*** Block opens ***

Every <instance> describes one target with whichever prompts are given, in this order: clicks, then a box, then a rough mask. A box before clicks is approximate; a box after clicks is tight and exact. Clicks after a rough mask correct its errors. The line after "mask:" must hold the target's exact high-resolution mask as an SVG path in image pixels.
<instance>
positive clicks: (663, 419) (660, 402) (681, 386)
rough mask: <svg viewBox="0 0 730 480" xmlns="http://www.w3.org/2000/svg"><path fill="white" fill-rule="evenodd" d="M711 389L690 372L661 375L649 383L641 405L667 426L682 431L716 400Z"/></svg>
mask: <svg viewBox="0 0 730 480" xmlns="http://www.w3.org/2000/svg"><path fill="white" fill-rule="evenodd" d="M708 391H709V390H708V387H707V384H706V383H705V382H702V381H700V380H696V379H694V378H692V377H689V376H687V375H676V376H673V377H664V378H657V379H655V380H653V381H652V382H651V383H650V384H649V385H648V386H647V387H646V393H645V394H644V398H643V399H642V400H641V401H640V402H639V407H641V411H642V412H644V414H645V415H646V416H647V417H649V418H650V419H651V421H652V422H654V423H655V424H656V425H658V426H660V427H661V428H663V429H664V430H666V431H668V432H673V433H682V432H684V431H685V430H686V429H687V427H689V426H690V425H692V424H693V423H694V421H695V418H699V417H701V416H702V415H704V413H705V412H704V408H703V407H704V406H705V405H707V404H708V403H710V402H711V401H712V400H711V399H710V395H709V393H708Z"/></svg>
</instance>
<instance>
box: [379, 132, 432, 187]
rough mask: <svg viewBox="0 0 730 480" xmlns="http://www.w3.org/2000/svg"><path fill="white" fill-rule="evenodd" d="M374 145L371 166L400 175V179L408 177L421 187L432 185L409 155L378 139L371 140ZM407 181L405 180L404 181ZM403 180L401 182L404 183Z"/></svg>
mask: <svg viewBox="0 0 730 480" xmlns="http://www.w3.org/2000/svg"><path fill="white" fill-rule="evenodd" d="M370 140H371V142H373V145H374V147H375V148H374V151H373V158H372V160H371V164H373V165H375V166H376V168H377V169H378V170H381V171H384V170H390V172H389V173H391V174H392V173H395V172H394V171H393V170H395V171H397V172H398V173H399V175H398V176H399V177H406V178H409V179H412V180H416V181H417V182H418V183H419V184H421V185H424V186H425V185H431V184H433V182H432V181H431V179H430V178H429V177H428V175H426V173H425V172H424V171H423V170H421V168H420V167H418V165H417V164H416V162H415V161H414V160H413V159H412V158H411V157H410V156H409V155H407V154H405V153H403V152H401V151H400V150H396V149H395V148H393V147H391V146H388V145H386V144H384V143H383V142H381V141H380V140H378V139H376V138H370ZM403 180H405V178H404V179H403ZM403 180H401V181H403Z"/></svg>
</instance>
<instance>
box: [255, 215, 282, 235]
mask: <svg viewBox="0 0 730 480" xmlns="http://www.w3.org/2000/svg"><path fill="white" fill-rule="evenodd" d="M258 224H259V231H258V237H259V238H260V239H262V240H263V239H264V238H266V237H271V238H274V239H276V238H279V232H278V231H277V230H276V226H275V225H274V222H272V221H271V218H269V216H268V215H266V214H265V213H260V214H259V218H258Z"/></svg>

*** Block closes ***

> [How to complete this task]
Scan the material for "clicks" and copy the lines that hold it.

> [Task output]
Every <instance> describes one target with whichever prompts are given, in this order: clicks, then a box, then a rough mask. A box before clicks is approximate; a box after clicks is tight and exact. Clicks after a rough mask correct its errors. The line after "mask:" must hold the target's exact high-resolution mask as an SVG path in image pixels.
positive clicks: (663, 419) (660, 402) (681, 386)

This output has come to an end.